Task statement:
Beginning with the line where "In the photo above, where can the dishwasher" appears, restate the lines word for word through the last one in the listing.

═════ Recorded information ═════

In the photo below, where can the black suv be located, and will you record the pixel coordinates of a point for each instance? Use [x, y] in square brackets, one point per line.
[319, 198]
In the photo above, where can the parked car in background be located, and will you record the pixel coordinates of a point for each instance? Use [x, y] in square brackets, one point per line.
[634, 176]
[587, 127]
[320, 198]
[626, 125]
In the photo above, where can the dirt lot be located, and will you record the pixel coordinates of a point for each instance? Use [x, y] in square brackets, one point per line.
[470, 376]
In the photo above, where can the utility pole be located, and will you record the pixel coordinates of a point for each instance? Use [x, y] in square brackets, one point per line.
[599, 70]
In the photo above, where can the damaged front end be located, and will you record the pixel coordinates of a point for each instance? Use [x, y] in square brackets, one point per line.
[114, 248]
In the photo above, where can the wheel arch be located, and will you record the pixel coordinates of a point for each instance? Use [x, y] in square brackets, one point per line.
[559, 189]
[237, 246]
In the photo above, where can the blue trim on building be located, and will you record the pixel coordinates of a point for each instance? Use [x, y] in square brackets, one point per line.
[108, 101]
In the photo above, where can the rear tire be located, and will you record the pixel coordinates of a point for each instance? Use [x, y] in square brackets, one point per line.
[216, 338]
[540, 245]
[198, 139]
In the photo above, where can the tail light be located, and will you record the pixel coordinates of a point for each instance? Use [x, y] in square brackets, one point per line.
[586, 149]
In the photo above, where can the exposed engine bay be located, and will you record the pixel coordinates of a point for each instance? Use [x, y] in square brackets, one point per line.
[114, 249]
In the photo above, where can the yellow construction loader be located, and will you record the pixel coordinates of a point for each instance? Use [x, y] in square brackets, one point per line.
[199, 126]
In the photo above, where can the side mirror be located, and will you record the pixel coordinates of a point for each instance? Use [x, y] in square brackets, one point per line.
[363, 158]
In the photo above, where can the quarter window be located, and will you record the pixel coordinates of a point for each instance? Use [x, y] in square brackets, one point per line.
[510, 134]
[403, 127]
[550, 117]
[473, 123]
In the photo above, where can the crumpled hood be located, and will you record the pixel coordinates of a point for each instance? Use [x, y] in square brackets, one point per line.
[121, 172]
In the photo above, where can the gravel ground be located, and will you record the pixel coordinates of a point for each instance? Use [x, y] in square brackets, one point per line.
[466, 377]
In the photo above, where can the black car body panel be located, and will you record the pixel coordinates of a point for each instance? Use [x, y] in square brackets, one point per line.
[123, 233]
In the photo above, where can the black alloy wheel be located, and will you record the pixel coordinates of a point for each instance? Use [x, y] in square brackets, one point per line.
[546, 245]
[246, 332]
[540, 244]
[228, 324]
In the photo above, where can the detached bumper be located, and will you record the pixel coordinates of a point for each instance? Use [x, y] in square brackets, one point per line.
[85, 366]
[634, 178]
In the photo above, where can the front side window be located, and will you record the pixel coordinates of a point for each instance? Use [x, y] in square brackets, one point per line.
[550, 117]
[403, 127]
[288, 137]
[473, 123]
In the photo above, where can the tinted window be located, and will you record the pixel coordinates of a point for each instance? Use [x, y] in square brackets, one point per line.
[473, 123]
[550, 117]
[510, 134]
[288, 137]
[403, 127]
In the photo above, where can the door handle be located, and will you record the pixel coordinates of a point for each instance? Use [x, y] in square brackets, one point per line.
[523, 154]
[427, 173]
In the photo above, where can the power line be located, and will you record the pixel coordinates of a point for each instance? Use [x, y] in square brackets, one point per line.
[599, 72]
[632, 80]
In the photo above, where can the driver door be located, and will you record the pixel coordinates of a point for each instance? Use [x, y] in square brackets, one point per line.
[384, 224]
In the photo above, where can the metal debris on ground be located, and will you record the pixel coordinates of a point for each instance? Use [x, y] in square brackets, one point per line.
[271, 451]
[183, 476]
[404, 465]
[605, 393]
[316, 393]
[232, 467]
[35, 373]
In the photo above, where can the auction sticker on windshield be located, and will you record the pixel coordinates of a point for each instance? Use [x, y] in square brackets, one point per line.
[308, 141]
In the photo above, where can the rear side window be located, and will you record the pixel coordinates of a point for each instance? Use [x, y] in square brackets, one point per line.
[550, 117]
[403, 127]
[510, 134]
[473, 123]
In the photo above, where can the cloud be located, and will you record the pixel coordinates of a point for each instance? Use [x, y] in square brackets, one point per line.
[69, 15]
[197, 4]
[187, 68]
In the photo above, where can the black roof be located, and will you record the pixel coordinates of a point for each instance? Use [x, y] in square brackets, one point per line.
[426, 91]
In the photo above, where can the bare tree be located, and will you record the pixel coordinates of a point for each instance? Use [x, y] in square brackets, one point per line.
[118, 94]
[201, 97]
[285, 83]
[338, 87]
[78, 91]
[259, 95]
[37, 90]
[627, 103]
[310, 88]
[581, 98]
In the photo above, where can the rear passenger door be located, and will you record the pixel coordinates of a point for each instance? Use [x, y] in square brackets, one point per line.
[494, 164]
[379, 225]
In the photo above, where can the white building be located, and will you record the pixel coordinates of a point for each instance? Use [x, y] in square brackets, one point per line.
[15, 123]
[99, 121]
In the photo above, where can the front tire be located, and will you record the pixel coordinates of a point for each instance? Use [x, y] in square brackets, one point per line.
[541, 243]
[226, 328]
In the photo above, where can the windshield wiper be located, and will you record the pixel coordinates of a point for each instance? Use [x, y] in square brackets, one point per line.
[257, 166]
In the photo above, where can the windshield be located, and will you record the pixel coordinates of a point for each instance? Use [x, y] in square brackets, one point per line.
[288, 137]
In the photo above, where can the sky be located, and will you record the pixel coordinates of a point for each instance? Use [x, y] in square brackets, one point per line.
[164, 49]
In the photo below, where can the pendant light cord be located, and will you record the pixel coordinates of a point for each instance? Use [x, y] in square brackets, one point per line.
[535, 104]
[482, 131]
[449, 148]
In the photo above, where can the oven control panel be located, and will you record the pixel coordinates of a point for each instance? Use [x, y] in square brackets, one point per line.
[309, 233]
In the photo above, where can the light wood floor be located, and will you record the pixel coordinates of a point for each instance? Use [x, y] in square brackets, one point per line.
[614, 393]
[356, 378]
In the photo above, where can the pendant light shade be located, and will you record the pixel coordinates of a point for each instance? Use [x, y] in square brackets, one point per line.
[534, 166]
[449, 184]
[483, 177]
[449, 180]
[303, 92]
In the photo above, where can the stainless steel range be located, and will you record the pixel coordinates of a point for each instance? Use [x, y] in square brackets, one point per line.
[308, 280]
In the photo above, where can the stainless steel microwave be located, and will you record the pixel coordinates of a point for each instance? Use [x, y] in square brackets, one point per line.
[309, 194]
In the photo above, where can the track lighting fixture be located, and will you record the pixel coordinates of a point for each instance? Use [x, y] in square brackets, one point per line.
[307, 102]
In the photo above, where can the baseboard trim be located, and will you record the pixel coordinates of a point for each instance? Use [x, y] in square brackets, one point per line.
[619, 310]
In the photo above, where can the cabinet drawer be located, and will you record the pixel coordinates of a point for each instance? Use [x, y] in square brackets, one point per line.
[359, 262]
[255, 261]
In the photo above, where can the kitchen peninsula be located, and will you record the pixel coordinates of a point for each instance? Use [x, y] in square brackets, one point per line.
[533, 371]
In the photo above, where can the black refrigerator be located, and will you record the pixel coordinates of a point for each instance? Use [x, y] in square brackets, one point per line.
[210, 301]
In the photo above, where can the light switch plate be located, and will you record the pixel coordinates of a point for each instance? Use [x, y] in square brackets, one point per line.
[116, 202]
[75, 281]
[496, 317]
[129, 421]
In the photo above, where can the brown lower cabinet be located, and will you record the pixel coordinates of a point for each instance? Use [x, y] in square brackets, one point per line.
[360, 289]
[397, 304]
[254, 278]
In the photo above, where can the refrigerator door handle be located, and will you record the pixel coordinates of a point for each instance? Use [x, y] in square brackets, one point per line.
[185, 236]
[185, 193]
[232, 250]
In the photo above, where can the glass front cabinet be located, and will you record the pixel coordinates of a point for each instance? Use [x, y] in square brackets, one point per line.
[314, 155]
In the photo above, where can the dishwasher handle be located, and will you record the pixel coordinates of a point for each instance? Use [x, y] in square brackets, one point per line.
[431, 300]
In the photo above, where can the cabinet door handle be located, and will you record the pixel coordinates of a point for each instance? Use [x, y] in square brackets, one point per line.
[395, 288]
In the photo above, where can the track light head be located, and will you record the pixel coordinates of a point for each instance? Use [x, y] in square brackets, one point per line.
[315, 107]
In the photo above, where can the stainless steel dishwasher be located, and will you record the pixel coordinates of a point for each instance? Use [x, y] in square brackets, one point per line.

═════

Task output:
In the photo above, where can the dishwasher handle be located, and will you record the pixel coordinates of a point for each instance? Use [x, y] in square brackets, one point per line.
[431, 300]
In the photo above, where can the cabinet door handle be located, and will you record the pixel coordinates of a point for each instance? Use [x, y] in square brackets, one point per line.
[395, 288]
In the photo above, where can the track light head be located, and will you record the pixel coordinates of a point for each instance? Use [x, y] in square brackets, one point per line.
[315, 107]
In the photo above, where can the stainless steel dishwasher be located, and will you record the pixel coordinates of a point for each instance? Use [x, y] in square brackets, one point per line.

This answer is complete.